— Start Records for processing —

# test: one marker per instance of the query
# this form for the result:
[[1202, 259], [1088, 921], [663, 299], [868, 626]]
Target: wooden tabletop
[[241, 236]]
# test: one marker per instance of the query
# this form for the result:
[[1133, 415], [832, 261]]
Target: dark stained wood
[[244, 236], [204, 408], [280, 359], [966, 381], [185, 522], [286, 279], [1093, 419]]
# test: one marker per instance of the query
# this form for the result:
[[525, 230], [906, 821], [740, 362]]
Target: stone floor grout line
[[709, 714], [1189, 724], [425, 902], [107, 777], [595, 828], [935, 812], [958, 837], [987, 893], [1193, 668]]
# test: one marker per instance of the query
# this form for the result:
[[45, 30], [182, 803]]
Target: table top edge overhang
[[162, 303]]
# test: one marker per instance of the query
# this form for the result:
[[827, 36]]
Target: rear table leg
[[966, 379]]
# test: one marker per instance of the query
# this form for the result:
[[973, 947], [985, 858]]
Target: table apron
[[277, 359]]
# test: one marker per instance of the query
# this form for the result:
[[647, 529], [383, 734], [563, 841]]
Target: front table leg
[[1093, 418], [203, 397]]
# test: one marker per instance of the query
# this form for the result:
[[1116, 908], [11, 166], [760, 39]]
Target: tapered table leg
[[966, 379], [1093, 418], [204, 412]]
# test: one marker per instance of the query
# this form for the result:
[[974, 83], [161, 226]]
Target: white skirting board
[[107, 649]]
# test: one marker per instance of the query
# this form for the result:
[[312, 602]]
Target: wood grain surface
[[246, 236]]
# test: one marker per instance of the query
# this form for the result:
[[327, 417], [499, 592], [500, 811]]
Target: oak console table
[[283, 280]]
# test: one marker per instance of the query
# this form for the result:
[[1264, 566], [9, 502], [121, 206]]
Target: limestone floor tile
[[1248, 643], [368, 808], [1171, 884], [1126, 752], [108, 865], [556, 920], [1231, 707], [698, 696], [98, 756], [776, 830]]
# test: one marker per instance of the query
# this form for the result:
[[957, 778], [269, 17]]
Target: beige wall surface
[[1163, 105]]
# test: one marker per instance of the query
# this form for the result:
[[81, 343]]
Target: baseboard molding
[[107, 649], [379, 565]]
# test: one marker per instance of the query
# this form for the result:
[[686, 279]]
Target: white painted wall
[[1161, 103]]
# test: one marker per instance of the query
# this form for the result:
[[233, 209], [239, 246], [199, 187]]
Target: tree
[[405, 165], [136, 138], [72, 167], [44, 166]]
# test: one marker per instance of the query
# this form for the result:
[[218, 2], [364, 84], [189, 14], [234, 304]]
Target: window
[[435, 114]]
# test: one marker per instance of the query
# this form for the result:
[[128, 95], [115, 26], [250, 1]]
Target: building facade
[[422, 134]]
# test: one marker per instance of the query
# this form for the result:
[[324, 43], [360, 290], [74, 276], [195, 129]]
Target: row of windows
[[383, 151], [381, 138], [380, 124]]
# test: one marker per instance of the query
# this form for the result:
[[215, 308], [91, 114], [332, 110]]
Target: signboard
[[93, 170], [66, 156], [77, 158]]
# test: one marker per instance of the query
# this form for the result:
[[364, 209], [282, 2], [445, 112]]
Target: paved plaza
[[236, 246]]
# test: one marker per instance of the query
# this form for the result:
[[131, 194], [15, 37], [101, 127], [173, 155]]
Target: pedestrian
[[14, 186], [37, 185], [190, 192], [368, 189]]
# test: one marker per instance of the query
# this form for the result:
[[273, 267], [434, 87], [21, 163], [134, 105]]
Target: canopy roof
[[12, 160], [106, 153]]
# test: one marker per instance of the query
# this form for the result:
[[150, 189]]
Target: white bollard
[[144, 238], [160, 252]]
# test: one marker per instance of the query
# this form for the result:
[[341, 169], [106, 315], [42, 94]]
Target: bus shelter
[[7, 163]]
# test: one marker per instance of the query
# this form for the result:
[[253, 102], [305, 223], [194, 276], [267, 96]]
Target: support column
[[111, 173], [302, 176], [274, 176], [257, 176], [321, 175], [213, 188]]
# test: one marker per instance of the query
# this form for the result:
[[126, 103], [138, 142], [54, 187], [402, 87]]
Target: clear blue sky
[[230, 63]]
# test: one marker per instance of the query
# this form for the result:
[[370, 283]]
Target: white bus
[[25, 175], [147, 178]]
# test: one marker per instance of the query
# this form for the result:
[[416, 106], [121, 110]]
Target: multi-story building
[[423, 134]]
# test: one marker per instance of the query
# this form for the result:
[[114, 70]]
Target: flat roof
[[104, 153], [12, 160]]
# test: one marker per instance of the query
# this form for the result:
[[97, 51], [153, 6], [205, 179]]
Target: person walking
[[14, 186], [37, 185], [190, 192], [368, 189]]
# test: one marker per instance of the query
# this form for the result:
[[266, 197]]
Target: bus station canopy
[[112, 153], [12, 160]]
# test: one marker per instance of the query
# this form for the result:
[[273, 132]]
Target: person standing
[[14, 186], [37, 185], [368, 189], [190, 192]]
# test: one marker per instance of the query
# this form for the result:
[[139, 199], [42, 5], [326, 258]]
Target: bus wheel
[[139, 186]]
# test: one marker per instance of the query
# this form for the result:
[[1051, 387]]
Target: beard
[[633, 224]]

— End Records for processing —

◆ **What is being asked**: Quote the data above in full, changing nothing.

◆ **Completed exercise**:
# test: one marker per instance of the query
# this form for the result:
[[1202, 259], [1088, 921], [663, 299], [868, 626]]
Target: wooden tabletop
[[241, 236]]
# test: one marker per instance of the query
# this form for the result:
[[1133, 415], [832, 261]]
Target: dark stained wood
[[244, 236], [204, 408], [280, 359], [966, 381], [185, 522], [286, 279], [1093, 419]]
# test: one marker per instance of the query
# this form for the result:
[[525, 230], [906, 821], [740, 362]]
Target: stone floor grout line
[[709, 714], [1189, 724], [425, 902], [107, 777], [595, 828], [935, 812], [958, 837], [987, 893], [1193, 668]]
# test: one marker per instance of the query
# this form for the result:
[[45, 30], [182, 803]]
Target: table top edge overhang
[[162, 303]]
# test: one marker per instance of the query
# this form for the result:
[[827, 36]]
Target: rear table leg
[[966, 379]]
# test: one marker per instance of the query
# this form for the result:
[[973, 947], [985, 858]]
Target: table apron
[[277, 359]]
# test: one marker per instance of the query
# this form for the result:
[[647, 529], [383, 734], [563, 841]]
Target: front table leg
[[1093, 418], [203, 397]]
# test: one marker per instance of the query
# this form for the result:
[[1116, 908], [11, 166], [760, 39]]
Target: tapered table leg
[[966, 379], [1093, 418], [204, 412]]
# test: one marker per instance of the query
# this form for the result:
[[974, 83], [161, 226]]
Target: white skirting board
[[107, 649]]
# test: one marker per instance of the query
# this form for the result:
[[312, 602]]
Target: wood grain surface
[[246, 236]]
# test: one marker per instance of the query
# this form for the result:
[[327, 417], [499, 592], [500, 811]]
Target: oak console table
[[283, 280]]
# test: one marker per instance of the query
# this form for the result:
[[1264, 566], [9, 502], [121, 206]]
Target: limestone floor tile
[[1248, 643], [368, 808], [1171, 884], [1126, 752], [108, 865], [556, 920], [1231, 707], [698, 696], [98, 756], [776, 830]]
# test: one marker per instance of the query
# this form for the result:
[[957, 778], [269, 17]]
Target: beige wall surface
[[1163, 105]]
# test: one marker per instance of the query
# this form for the result:
[[81, 343]]
Target: baseboard molding
[[107, 649], [379, 565]]
# test: one marker per instance of the query
# this form for the result:
[[686, 279]]
Target: white painted wall
[[1161, 103]]
# test: one marker per instance of the query
# this form for the result:
[[233, 209], [239, 246], [199, 187]]
Target: tree
[[405, 165], [136, 138], [72, 167], [44, 166]]
# test: one marker per instance of the query
# this form for the result:
[[218, 2], [364, 84], [189, 14], [234, 304]]
Target: window
[[435, 114]]
# test: one marker per instance of the query
# this form for the result:
[[128, 95], [115, 26], [250, 1]]
Target: building facade
[[422, 134]]
# test: one marker per instance of the query
# this form for the result:
[[324, 43], [360, 290], [74, 276], [195, 129]]
Target: row of windows
[[383, 151], [381, 138], [380, 124]]
# test: one marker per instance of the query
# this form for the result:
[[215, 308], [91, 114], [332, 110]]
Target: signboard
[[93, 170], [66, 156], [77, 158]]
# test: one marker per instance of the query
# this form for the result:
[[364, 209], [282, 2], [445, 112]]
Target: paved plaza
[[236, 246]]
# test: one marker per instance of the query
# this form for the result:
[[131, 194], [15, 37], [101, 127], [173, 155]]
Target: pedestrian
[[14, 186], [37, 185], [190, 192], [368, 189]]
# test: one marker per instance of the query
# this form for the result:
[[273, 267], [434, 87], [21, 163], [134, 105]]
Target: canopy roof
[[12, 160], [106, 153]]
# test: one marker per instance of the query
# this form for the result:
[[150, 189]]
Target: white bollard
[[144, 238], [160, 252]]
# test: one marker per instance of the query
# this form for the result:
[[341, 169], [106, 315], [42, 94]]
Target: bus shelter
[[7, 163]]
# test: one marker per instance of the query
# this form for the result:
[[253, 102], [305, 223], [194, 276], [267, 96]]
Target: support column
[[111, 173], [302, 176], [274, 176], [257, 176], [321, 175], [213, 188]]
# test: one marker per instance of the query
# this form for the result:
[[126, 103], [138, 142], [54, 187], [402, 87]]
Target: clear blue sky
[[230, 63]]
# test: one marker per instance of the query
# this form for the result:
[[370, 283]]
Target: white bus
[[25, 175], [147, 178]]
# test: one marker per instance of the query
# this form for the result:
[[416, 106], [121, 110]]
Target: multi-story building
[[423, 134]]
# test: one marker per instance of the query
# this form for the result:
[[114, 70]]
Target: flat roof
[[104, 153], [12, 160]]
# test: one marker per instance of the query
# this form for the result:
[[97, 51], [153, 6], [205, 179]]
Target: person walking
[[14, 186], [37, 185], [190, 192], [368, 189]]
# test: one marker per instance of the query
# this form for the result:
[[266, 197]]
Target: bus station canopy
[[112, 153], [12, 160]]
# test: one marker per instance of the query
# this form for the result:
[[273, 132]]
Target: person standing
[[14, 186], [37, 185], [368, 189], [190, 192]]
# test: one marker per instance of the query
# this form for the result:
[[139, 199], [42, 5], [326, 258]]
Target: bus wheel
[[139, 186]]
# test: one marker per instance of the query
# this form for the result:
[[1051, 387]]
Target: beard
[[633, 224]]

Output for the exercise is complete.